▶ **Exercise tasks**
a: According to the article on Yukon flood relief, on what date did the Yukon government activate the emergency coordination centre?
b: Quote the article on Yukon flood relief word for word, starting with "In an advisory, the" and going on through "during the briefing.".
c: Extend the article on Yukon flood relief past its final sentence.

Specific details have not been released on potential funding for households and businesses recovering from flooding impacts as officials stated the Yukon government is currently focused on dealing with the immediate situation.
In a flood briefing on May 29, Premier Ranj Pillai announced the territorial government will provide a “remediation and recovery program tailored to the needs of individuals and businesses impacted by flooding.”
“There will be multiple funding streams available to support Yukoners needs as they look to recover from this natural disaster. Work on these supports is underway,” he said, adding that it will be a “revised program” from what has been seen in previous years.
“We will be providing again several components of financial assistance, including support for primary residence replacement and repairs, secondary residence to support repairs and remediation, and supports for business and landowners who experienced flood-related property damage or losses.”
Via Twitter, Pillai previously hinted that the territorial government will have details on flood-relief support for those impacted when flooding subsides and the response scales back.
On May 8, the Yukon government activated the emergency coordination centre in response to the flood situation. An incident management team made up of representatives from multiple governments and emergency service providers was put together on May 12 to respond to ice jam flooding in Rock Creek and Henderson Corner. The team stood down on May 18 before being reactivated on May 24 to deal with freshet flooding throughout the Klondike Valley.
In an advisory, the emergency coordination centre indicated that “this situation is challenging our local resources.” The territory’s information officer told the News May 25 that Dawson City and the Klondike Valley have adequate supplies of response materials.
Unlike in 2021, a state of emergency was not declared due to flooding this season.
“The state of emergency was implemented [in 2021], because we wanted to compel the federal government to send resources to the territory,” Community Services Minister Richard Mostyn said during the briefing.
“In this case, we have all the resources we need.”

▶ **Collected material**
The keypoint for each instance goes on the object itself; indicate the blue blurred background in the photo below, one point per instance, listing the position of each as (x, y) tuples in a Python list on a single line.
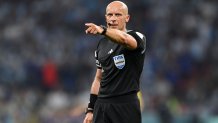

▶ **Final answers**
a: May 8

b:
In an advisory, the emergency coordination centre indicated that “this situation is challenging our local resources.” The territory’s information officer told the News May 25 that Dawson City and the Klondike Valley have adequate supplies of response materials.
Unlike in 2021, a state of emergency was not declared due to flooding this season.
“The state of emergency was implemented [in 2021], because we wanted to compel the federal government to send resources to the territory,” Community Services Minister Richard Mostyn said during the briefing.

c:
On May 23, Yukon government shut down a section of the Dempster Highway as well as a more than 100-kilometre stretch of the North Klondike Highway due to the flood situation. During the highway closure, the Klondike region was only accessible by air. The highway reopened at 6 p.m. on May 26 after crews repaired a washout at the Clear Creek bridge.
“The bridge is now safe to cross but it will require further repairs this summer,” said Katie Munroe, the Highways and Public Works director.
Officials could not provide cost estimates on damage and repairs to homes, properties and roads for 2023 at this time.
“As learned from the flooding events in 2021 and 2022, relief and recovery efforts are complex and can take considerable time. [The] Yukon government will support affected residents, now and in the weeks and months ahead,” reads a May 29 release.
“Details on when and how to apply for financial assistance and recovery support will be shared when available.”
A flood warning has been maintained for the Klondike River, according to a May 29 advisory. The river has crested but remains higher than flood thresholds for some areas of Rock Creek. Water levels are expected to go down, but rain in the forecast may bring the levels back up.
High-streamflow advisories continue for the Stewart River and lower Yukon River in the Dawson region, as per the latest updates.
Rainfall drove the Stewart River at Mayo to rise, although water levels are expected to crest and begin dropping.
Water levels on the lower Yukon River have been falling over the past 24 hours and are expected to continue declining over the next few days. Below-seasonal temperatures in the forecast will limit high elevation snowmelt.
Four flood-related advisories have ended since May 9.